» **Input data**
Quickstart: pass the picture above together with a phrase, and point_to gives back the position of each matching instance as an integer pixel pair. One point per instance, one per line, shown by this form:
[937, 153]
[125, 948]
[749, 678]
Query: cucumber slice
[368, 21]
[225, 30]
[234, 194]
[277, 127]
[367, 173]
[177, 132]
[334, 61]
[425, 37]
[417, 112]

» **Problem description**
With no word changed, write the entries out once more.

» **Task output**
Quickstart: pass the picture above together with a phrase, and point_to gives back the position of each matching instance as an integer pixel pair. One point per instance, one per line, shown by this form:
[937, 153]
[125, 948]
[749, 678]
Query: cucumber slice
[368, 21]
[225, 30]
[234, 194]
[277, 127]
[367, 173]
[177, 132]
[334, 61]
[425, 37]
[417, 112]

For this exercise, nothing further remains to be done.